EXTRACT PROVIDED:

►

Tuesday, October 23, 2012

Bridging Borders: Crossing Culinary Lines- Carlie Mzik ISEP (Trieste, Italy) Spring 2012- Photo Essay Contest Winner- 3rd Place

An organic farm in Piemonte, Italy, where I ate some of the best Brazilian food I’ve ever had.

While my most meaningful cross-cultural experiences while studying in Italy came from making, sharing, and eating food,  this story has very little to do with a typical Italian culinary love-affair. Sure, I ate pasta every day and am still trying to work off the gelato weight, but the only very “Italian” aspect of my most meaningful experiences was that they took place while I was living in Trieste, in the far-east corner of the bel paese.

My German friend, Markus, teaching me how to say “hedgehog” in Italian at an osmiza.

Osmiza is a very Slovenian tradition, so I had several opportunities to experience it just outside the border-town of Trieste. An osmiza is kind of like a restaurant, except it’s only open weekends at mid-day during the spring, everyone eats together outside at big wooden picnic tables, and the menu consists exclusively of house-made wines, cheese, bread and cured meats.  A typical meal will last for at least three hours, and though the food is delicious an afternoon at osmiza is never just a meal.  The times I was able to go we played cards, celebrated anniversaries and birthdays with total strangers, sang songs, and had conversations that I will never forget, including one with my Iranian friend Farid that changed everything I thought I knew about love, peace and hospitality.

◄

WHAT THE TASK ASKS:
List each food and drink that the photo essay says makes up the menu at an osmiza.

INFORMATION GIVEN:
►

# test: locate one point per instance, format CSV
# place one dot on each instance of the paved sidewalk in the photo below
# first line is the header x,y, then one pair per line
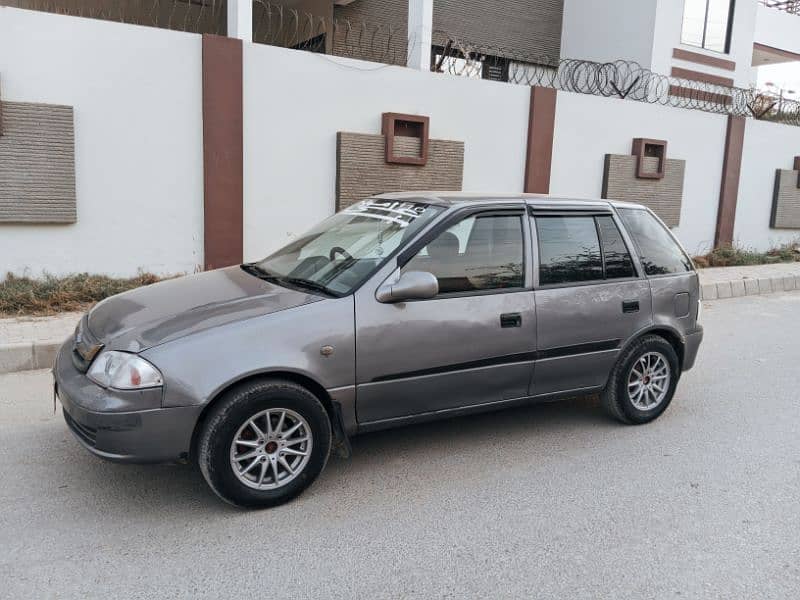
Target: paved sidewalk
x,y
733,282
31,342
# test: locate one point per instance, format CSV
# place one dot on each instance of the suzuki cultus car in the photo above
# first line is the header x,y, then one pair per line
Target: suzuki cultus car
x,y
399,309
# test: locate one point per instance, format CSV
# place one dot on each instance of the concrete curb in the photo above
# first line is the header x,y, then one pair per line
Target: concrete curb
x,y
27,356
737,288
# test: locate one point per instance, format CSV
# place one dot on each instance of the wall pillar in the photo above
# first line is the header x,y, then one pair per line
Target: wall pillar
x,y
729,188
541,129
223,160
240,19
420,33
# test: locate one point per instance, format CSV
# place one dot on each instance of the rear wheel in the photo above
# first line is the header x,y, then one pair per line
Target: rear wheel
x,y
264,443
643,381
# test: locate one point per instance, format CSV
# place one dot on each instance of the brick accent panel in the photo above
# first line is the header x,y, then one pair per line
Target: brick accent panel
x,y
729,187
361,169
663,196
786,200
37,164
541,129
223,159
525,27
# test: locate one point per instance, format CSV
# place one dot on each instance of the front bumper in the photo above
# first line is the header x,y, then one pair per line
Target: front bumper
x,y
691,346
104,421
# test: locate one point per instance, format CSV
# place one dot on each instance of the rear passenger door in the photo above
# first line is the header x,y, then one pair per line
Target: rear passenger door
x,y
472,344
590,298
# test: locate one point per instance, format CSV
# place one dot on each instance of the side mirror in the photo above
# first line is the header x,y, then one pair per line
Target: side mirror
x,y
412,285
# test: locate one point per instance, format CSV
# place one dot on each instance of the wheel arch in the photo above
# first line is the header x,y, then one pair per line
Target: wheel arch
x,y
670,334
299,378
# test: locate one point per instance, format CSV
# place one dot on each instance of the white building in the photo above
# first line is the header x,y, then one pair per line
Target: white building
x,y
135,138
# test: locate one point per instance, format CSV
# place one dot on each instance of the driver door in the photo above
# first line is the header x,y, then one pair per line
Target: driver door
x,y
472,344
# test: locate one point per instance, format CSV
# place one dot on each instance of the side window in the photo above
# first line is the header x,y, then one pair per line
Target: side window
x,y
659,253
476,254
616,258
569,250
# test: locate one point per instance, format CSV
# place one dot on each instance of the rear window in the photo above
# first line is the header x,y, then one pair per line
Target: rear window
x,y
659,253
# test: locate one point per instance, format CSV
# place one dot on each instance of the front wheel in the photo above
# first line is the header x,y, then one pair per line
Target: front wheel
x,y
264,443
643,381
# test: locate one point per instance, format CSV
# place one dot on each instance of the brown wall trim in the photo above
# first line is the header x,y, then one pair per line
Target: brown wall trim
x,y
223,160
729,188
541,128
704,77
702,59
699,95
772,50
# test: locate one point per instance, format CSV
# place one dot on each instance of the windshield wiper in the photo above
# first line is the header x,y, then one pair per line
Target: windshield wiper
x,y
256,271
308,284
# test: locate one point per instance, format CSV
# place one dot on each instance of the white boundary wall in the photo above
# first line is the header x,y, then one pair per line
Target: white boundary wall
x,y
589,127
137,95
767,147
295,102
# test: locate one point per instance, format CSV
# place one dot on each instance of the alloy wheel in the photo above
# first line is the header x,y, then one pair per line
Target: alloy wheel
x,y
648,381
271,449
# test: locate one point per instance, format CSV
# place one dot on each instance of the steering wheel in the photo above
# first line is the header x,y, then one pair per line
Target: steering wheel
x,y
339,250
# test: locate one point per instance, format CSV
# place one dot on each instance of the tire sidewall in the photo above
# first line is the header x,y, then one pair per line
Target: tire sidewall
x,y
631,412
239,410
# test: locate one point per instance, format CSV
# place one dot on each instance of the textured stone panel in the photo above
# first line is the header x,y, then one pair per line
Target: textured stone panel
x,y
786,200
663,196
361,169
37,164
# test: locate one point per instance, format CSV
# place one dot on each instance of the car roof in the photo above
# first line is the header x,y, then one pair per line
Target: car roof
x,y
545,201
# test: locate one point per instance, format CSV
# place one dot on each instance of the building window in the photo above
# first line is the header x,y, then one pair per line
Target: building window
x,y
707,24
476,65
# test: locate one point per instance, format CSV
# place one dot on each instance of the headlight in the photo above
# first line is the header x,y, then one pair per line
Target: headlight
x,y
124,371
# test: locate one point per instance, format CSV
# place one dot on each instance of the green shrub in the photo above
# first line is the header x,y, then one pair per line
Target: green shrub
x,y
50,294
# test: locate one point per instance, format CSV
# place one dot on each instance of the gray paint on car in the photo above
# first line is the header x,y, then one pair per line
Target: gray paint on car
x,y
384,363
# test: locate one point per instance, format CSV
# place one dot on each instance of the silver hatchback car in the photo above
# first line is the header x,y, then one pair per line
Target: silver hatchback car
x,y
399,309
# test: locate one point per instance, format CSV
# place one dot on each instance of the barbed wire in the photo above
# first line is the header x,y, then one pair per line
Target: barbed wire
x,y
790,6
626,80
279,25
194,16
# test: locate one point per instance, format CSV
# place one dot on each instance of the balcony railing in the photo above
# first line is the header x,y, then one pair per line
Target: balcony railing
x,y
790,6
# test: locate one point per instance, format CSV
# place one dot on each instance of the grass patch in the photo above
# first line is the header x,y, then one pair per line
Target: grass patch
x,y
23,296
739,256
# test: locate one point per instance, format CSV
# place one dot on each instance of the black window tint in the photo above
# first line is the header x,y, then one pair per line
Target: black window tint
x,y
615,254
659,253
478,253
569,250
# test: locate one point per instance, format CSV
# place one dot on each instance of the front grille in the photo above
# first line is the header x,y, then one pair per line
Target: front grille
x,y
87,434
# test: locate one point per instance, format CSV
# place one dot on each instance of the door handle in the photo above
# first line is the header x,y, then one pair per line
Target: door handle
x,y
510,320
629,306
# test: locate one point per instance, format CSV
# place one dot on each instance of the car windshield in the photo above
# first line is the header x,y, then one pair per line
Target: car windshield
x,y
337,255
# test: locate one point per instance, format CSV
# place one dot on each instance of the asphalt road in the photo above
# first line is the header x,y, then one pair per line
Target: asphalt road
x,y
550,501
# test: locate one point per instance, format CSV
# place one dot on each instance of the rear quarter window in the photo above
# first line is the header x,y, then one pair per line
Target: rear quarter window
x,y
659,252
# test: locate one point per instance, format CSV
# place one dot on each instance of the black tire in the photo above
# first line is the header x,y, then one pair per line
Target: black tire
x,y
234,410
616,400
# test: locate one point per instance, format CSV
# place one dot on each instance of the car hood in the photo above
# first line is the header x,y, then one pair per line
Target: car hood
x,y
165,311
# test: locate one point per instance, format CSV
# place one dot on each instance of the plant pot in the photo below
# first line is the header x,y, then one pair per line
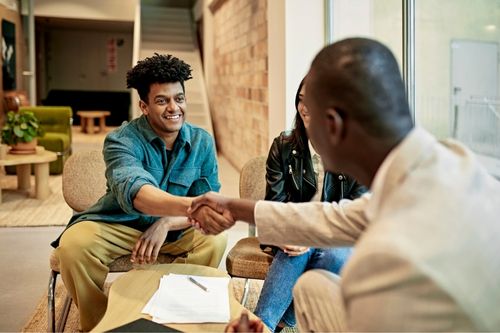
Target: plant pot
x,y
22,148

◄

RESPONSE TO THIS EXERCISE:
House-made wines, cheese, bread, and cured meats.